[Verilen metin]:
************

Dursun Ali Erzincanlı - Mahşer - traduction des paroles en anglais

Paroles et traduction Dursun Ali Erzincanlı - Mahşer




Mahşer
The Day of Resurrection
Gün öyle bir gün ki, baba evladından kaçar, evlat annesinden...
It will be a day when a father flees from his child, and a child from their mother...
Ne mal fayda verir insana, ne de çoluk çocuk.
Neither wealth nor children will benefit anyone.
İnsan amelleriyle başbaşa...
Man will be left alone with his deeds...
Gün öyle bir gün ki, mahşer gibi değil; mahşerin ta kendisi.
It will be a day not like the Day of Resurrection, but the Day of Resurrection itself.
Her insanın mutlaka göreceği, yaşayacağı bir gün.
A day that every human being will surely see and experience.
O gün ile aramızda sadece ölüm var...
Only death separates us from that day...
Anlatan Hazreti Peygamber;
As the Prophet Muhammad (peace be upon him) narrated;
Allah mahşer günü öncekileri ve sonrakileri tek bir düzlükte toplar.
On the Day of Resurrection, Allah will gather the first and the last on a single plain.
Bakan onlara bakar, çağıran onları işitir.
The one who looks will see them, and the one who calls will be heard by them.
Güneş onlara yaklaşır.
The sun will approach them.
Gam ve sıkıntı insanların tahammül edemeyecekleri dereceye ulaşır...
Grief and distress will reach a level that people cannot bear...
Öyle ki insanlar: "İçinde bulunduğumuz şu hali görmüyor musunuz?
So much so that people will say, "Do you not see the state we are in?
Bizlere şefaat edecek birini bilmiyor musunuz?" demeye başlarlar.
Do you not know of anyone who can intercede for us?"
Birbirlerine: "Babamız Adem var" derler ve O′na gelirler.
They will say to each other, "There is our father Adam," and they will come to him.
"Ey Adem! Sen insanların babasısın. Allah seni kendi eliyle yarattı.
"O Adam! You are the father of mankind. Allah created you with His own hands.
Kendi ruhundan sana üfledi. Bütün isimleri sana öğretti.
He breathed into you from His spirit. He taught you all the names.
Meleklerine senin önünde secde ettirdi.

************

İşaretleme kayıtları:
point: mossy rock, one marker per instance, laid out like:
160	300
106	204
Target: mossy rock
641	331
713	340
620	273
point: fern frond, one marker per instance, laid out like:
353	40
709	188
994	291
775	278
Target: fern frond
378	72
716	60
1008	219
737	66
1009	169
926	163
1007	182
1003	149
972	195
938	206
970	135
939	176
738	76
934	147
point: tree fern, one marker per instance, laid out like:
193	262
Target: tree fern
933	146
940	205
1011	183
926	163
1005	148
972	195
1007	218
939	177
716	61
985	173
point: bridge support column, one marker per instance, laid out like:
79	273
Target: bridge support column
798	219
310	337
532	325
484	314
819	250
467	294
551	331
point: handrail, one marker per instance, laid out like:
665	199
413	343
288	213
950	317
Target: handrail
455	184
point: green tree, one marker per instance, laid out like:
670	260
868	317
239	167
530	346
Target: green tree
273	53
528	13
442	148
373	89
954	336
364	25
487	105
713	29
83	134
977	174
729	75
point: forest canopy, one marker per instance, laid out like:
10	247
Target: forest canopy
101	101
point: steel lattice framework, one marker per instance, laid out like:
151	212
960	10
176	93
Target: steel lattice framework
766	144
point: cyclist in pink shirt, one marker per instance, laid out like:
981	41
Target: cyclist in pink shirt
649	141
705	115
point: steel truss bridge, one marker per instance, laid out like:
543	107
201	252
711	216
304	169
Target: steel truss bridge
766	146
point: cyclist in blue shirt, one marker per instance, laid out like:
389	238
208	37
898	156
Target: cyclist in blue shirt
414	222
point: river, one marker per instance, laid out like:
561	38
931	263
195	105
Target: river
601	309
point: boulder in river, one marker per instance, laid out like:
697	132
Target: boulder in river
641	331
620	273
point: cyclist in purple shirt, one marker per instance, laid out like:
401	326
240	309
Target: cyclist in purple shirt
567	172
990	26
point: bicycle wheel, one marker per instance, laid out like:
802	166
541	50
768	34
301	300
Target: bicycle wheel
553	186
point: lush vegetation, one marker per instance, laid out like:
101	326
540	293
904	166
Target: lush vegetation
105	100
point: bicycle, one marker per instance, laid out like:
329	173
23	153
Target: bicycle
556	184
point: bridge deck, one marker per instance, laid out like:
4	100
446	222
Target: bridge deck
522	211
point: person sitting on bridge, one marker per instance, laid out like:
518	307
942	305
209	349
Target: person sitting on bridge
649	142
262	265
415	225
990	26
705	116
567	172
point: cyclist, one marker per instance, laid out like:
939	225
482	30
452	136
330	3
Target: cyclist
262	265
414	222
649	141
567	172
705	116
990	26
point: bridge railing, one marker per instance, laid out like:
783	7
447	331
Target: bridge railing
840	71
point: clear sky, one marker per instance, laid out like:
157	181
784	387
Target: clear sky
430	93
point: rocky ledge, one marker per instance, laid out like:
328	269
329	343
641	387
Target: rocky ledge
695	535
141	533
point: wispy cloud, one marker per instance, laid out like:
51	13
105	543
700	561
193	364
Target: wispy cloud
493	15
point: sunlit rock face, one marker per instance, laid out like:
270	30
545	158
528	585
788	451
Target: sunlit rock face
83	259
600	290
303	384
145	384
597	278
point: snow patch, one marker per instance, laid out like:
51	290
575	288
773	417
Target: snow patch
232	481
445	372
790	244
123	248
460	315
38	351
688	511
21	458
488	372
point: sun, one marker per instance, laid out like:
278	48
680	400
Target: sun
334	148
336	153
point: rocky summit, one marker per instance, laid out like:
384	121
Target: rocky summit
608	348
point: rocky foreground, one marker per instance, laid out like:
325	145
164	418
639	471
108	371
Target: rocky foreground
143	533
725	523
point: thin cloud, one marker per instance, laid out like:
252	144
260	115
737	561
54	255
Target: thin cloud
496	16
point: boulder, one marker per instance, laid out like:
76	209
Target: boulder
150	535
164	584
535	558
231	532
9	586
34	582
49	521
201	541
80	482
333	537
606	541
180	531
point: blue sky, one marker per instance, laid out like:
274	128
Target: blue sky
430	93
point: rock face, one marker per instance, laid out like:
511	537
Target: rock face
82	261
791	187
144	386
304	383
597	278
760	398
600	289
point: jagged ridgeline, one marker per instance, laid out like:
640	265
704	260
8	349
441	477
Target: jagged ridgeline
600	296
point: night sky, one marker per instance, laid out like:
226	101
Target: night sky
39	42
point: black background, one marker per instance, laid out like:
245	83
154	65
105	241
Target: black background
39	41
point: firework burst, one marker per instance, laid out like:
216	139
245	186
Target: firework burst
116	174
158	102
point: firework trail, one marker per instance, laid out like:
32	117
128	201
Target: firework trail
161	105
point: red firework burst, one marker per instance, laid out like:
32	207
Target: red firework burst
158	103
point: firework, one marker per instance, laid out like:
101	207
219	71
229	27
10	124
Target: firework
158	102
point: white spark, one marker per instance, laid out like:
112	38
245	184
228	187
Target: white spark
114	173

************

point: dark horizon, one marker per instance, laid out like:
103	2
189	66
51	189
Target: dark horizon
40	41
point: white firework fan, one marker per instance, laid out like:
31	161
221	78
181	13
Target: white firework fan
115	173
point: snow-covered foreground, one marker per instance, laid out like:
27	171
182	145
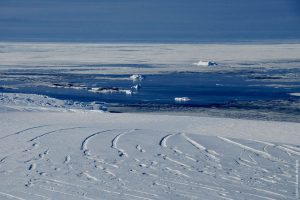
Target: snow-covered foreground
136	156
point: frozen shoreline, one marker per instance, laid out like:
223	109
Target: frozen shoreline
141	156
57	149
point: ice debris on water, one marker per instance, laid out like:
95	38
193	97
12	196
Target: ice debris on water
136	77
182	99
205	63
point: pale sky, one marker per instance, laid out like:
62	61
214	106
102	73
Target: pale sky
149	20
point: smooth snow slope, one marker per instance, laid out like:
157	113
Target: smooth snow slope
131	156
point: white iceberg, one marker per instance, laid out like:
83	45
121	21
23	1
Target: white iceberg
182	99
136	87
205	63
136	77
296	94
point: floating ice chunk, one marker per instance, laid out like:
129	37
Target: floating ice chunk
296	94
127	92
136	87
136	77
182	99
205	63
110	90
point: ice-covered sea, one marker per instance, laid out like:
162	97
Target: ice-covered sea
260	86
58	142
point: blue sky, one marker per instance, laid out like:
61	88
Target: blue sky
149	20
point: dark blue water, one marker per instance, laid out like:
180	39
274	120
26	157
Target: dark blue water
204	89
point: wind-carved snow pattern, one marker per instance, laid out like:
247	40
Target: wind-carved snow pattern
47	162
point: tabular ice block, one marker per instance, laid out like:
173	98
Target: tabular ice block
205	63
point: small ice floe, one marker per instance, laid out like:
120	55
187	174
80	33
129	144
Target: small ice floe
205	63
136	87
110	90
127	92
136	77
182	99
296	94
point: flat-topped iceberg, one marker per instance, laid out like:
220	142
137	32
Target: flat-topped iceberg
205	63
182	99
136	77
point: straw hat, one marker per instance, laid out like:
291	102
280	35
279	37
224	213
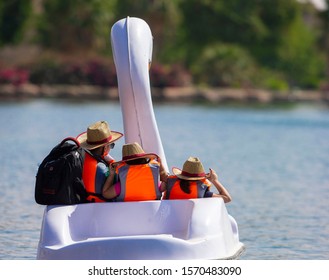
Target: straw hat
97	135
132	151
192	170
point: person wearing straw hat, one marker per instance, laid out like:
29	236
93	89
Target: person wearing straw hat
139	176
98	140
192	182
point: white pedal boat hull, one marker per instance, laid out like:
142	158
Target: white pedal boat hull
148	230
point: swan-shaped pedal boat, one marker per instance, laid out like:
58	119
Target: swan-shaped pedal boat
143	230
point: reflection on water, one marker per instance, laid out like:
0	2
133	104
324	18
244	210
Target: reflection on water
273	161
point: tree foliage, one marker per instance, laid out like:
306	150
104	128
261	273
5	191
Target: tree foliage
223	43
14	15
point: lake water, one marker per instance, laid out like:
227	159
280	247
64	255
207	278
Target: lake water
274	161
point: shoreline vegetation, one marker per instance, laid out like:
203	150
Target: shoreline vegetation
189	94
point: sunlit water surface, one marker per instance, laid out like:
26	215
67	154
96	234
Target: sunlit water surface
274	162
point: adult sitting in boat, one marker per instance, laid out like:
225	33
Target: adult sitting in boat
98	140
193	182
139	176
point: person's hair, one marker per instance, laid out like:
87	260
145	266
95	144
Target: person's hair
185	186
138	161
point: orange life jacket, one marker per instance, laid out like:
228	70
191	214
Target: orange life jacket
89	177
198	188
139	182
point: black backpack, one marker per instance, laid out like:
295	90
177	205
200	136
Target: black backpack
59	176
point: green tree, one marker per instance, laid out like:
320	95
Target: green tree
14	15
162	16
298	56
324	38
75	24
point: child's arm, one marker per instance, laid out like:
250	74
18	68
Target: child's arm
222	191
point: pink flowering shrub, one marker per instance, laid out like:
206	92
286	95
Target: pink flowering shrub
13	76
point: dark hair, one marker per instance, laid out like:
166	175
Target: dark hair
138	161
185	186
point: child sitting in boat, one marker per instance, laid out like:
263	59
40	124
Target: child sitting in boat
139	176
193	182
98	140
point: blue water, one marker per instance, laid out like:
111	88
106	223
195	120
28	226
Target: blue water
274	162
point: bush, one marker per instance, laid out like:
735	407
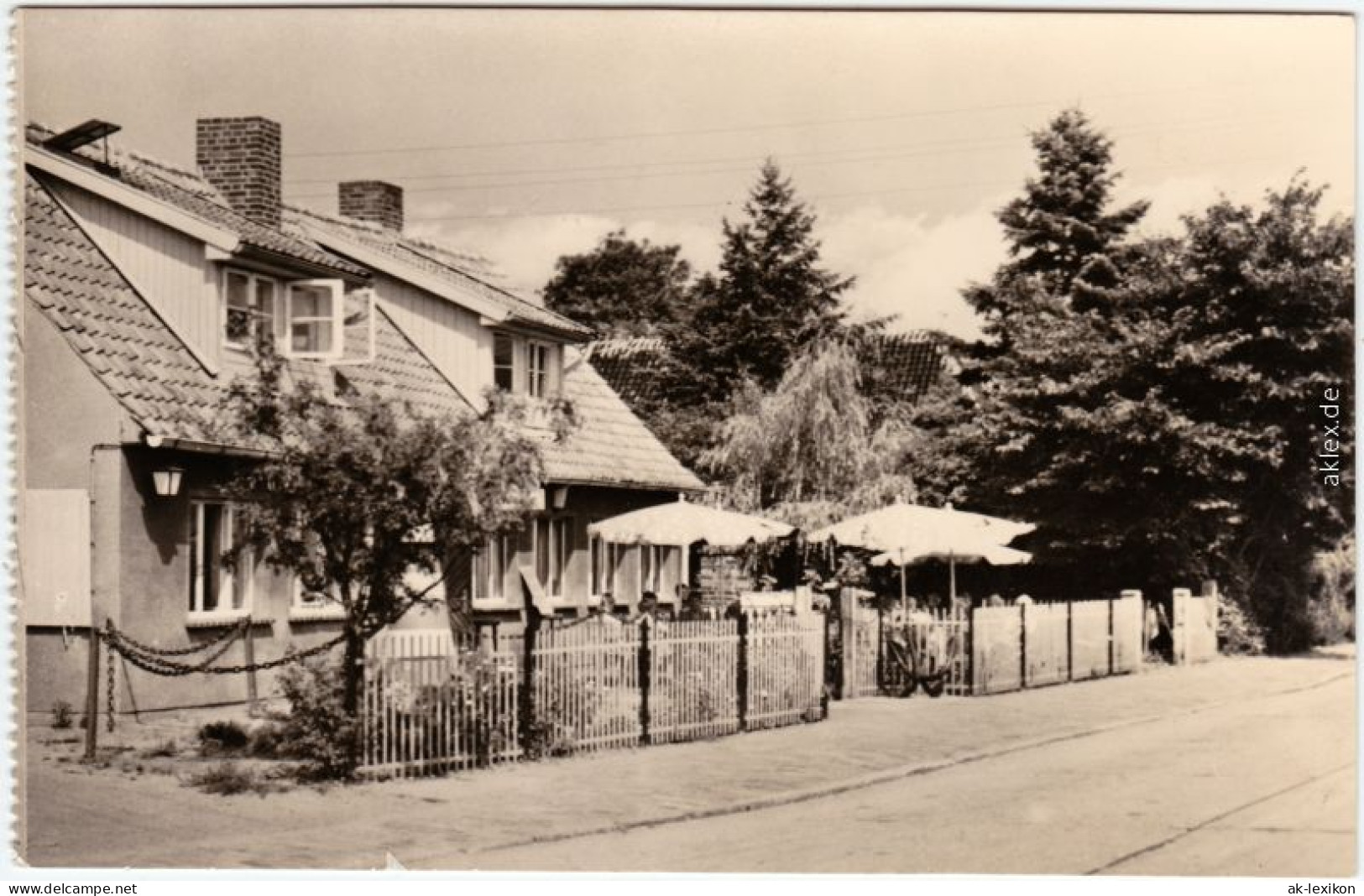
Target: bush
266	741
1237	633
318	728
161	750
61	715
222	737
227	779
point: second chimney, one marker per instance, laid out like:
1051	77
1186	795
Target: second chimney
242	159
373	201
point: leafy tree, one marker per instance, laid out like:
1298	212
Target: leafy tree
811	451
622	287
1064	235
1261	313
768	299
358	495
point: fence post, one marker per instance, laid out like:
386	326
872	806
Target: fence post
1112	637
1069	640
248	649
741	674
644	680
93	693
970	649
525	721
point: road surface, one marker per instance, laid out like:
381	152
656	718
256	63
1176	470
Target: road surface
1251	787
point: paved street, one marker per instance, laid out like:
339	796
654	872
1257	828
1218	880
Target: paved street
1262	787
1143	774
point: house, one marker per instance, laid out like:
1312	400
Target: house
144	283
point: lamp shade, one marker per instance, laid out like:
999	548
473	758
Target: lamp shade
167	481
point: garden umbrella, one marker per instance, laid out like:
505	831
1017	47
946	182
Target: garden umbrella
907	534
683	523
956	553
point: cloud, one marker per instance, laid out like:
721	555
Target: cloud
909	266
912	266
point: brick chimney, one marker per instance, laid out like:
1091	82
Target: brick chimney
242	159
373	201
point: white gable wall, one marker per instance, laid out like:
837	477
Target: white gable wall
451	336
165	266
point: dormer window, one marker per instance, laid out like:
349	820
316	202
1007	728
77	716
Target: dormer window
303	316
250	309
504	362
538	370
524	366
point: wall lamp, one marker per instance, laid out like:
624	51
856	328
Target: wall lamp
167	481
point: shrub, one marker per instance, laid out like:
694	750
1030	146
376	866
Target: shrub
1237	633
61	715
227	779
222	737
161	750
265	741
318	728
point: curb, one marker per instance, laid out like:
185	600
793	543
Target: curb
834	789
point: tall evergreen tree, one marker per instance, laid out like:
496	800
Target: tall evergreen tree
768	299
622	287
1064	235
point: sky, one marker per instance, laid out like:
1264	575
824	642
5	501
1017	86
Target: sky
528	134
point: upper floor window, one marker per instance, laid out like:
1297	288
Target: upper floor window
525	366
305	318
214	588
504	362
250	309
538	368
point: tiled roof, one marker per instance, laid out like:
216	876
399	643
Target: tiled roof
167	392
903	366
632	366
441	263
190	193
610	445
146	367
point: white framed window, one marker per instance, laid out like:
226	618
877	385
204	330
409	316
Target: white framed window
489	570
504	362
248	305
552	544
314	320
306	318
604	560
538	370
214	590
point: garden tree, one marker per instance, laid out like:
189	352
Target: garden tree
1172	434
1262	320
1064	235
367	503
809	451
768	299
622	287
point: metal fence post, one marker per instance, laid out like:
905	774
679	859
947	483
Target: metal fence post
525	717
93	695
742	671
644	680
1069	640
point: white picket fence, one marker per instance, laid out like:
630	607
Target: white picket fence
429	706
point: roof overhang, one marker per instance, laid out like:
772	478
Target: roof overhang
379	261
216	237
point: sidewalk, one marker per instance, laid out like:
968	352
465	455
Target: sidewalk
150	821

************

[Yapılacak işler]:
a. Şu ifadeler mahşer metniyle uyuşuyor mu? Her birine evet ya da hayır deyip metinden belirleyici sözleri tırnak içinde aktarın: (i) O gün insanın malı ve çocukları ona fayda verir. (ii) Allah mahşer günü öncekileri ve sonrakileri tek bir düzlükte toplar. (iii) Güneş insanlardan uzaklaşır.
b. Mahşer metninin devamını, son cümlesinden sonrasını yazın.

[Beklenen cevaplar]:
a.
(i) Hayır: "Ne mal fayda verir insana, ne de çoluk çocuk."
(ii) Evet: "Allah mahşer günü öncekileri ve sonrakileri tek bir düzlükte toplar."
(iii) Hayır: "Güneş onlara yaklaşır."

b.
He made the angels prostrate before you.
Rabbin nezdinde bizim için şefaatte bulunmaz mısın?" derler.
Will you not intercede for us with your Lord?" they will say.
Adem Aleyhisselam: "Bugün Rabbim öyle bir gazaba gelmiş ki;
Adam (peace be upon him) will say: "Today, my Lord is in such a rage;
Bundan önce ne bir böyle gazaba gelmişliği var ne de bundan sonra gelecek.
He has never been in such a rage before, nor will He ever be again.
Aslında şefaate benim yüzüm yok.
I have no face to intercede.
Çünkü cennette iken Allah beni o ağaca yaklaşmaktan men etmişti. Ben bu yasağa asi oldum.
For when I was in Paradise, Allah forbade me to approach that tree, but I disobeyed this prohibition.
Nefsim... Nefsim... Nefsim...
Myself... Myself... Myself...
Benden başkasına gidin. Nuh Aleyhisselam'a gidin." diyecek.
Go to someone else. Go to Noah (peace be upon him)."
İnsanlar Nuh Aleyhisselam′a gelecekler.
The people will come to Noah (peace be upon him).
"Ey Nuh! Sen yeryüzü ahalisine gönderilen Resullerin ilkisin.
"O Noah! You are the first of the Messengers sent to the inhabitants of the earth.
Allah seni çok şükreden bir kul; Abden şekûrâ diye isimlendirdi.
Allah called you a grateful servant; 'Abden shakûra'.
İçinde bulunduğumuz şu hali görmüyor musun?
Do you not see the state we are in?
Rabbin nezdinde bizim için şefaatte bulunmaz mısın?" diyecekler.
Will you not intercede for us with your Lord?" they will say.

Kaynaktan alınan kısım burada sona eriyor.